Is it happening around a repeatable speed or throttle
I had the same problem a few years ago on a road trip, 100+ degrees outside. It did it probably 10+ times in the span of a few hours of driving. I think it may have just been a bad batch of fuel or something it ended up working itself out. Haven't had the issue again since. So probably not the same problem you are having.

I do seem to remember a thread at the time of people having a similar condition and no one was able to pinpoint exactly what it was. Maybe try searching a bit and see if anyone on that thread was able to find a solution.
I hear ya. I have been searching exhaustively and am finding the same thing. I’ve replaced all the common causes, so it has to be something abnormal (chewed up wires or knock sensors) is my bet. I may run fuel cleaner or sea foam through it one more time just in case.
 
Have you checked your O2 sensor functionality and fuel trims? I'm not suggesting that these are the problems, but they could provide more information to help you narrow down the source of your issue.
 
Since RPMs drop, I don't think it's transmission or TQ.

The "bump" just before video end. Is interesting. If associated with cut out and return of power, and not some bump in the road.

I had knock sensor wire cut, in an 01LX. Did not have noticeable engine effect other than CEL and dash lights.
You can look under intake manifold from front, and may see signs of nest under there. If one found vacuum out and look closer from front, possible with snake camera

Some thought:
If only does during or just after getting wet (rain, snow or car wash), could be a clue.
Make sure ground wire near heater Tee securely plugged in. Same goes for MAF, and all wire blocks.
Throttle body. Sudden power or motor cut out, closing and open butterfly.
VVT control. Wrong oil weight can effect them.
Cam sensor either main or VVT sensors.
Crank sensor.
Timing belt tension issue.
Look over wire housing engine and transmission very closely. Don't miss alternator connection.
Coil(s) misfiring.

Getting to repeat while tech stream hook-up and recording my yield clues.
Check for DTC as soon as it happens, without turning key off.
 
Last edited:
Since RPMs drop, I don't think it's transmission or TQ.

The "bump" just before video end. Is interesting. If associated with cut out and return of power, and not some bump in the road.

I had knock sensor wire cut, in an 01LX. Did not have noticeable engine effect other than CEL and dash lights.

════════════════

→ **QUESTIONS ON THE MATERIAL**:
• 1. Retype the passage of the engine troubleshooting thread between "You can look" and "can effect them.", inclusive.
• 2. In the engine troubleshooting thread, what car did the poster with the cut knock sensor wire have?
• 3. In the engine troubleshooting thread, why does the poster who has been searching exhaustively conclude that the cause must be something abnormal?

→ **DATA SHOWN**:
════════════════

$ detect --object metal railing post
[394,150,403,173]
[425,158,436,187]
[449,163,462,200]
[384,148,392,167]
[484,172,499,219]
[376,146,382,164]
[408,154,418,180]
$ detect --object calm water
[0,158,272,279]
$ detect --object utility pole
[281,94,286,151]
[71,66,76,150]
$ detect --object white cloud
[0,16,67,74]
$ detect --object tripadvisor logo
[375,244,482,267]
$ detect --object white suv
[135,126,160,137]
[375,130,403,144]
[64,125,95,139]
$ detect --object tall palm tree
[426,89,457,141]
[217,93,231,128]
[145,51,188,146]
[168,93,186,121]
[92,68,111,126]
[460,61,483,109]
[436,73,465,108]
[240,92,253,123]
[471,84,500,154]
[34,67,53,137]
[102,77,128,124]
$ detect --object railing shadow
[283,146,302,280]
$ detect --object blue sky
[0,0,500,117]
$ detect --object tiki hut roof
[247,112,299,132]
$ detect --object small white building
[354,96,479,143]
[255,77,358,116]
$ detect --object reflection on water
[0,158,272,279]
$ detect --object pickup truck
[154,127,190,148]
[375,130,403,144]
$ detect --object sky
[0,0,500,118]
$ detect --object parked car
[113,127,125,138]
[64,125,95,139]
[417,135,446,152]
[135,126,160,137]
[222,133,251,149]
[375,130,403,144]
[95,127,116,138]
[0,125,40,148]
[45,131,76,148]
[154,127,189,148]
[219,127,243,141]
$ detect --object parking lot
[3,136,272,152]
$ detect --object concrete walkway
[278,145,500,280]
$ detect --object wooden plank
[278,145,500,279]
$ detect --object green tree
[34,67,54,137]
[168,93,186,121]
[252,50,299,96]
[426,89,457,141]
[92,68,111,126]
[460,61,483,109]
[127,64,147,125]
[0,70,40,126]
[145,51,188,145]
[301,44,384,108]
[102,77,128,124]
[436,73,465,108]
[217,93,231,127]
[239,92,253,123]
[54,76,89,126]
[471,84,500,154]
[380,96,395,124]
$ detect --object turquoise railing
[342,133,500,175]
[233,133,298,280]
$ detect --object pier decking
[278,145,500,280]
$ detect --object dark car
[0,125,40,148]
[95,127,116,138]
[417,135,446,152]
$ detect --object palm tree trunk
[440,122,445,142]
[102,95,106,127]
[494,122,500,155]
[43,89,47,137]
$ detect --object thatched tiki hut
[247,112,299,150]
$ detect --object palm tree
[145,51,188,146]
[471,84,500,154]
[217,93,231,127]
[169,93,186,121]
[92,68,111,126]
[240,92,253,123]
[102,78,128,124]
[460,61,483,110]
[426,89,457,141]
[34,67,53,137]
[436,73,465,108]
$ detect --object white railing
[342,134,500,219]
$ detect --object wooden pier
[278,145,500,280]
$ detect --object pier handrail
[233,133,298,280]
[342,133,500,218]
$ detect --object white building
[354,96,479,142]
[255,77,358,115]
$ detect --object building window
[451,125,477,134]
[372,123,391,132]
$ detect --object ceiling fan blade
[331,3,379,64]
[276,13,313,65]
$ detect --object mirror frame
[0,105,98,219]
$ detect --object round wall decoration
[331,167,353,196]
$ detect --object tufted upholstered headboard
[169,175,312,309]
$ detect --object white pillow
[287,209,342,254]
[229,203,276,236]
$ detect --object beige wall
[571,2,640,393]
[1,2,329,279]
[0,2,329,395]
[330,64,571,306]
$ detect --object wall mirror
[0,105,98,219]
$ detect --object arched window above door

════════════════

→ **ANSWER LIST**:
• 1.
You can look under intake manifold from front, and may see signs of nest under there. If one found vacuum out and look closer from front, possible with snake camera

Some thought:
If only does during or just after getting wet (rain, snow or car wash), could be a clue.
Make sure ground wire near heater Tee securely plugged in. Same goes for MAF, and all wire blocks.
Throttle body. Sudden power or motor cut out, closing and open butterfly.
VVT control. Wrong oil weight can effect them.

• 2. An 01LX.

• 3. That poster has already replaced all the common causes. The remaining explanation must therefore be something unusual, and the poster's guess is chewed-up wires or knock sensors.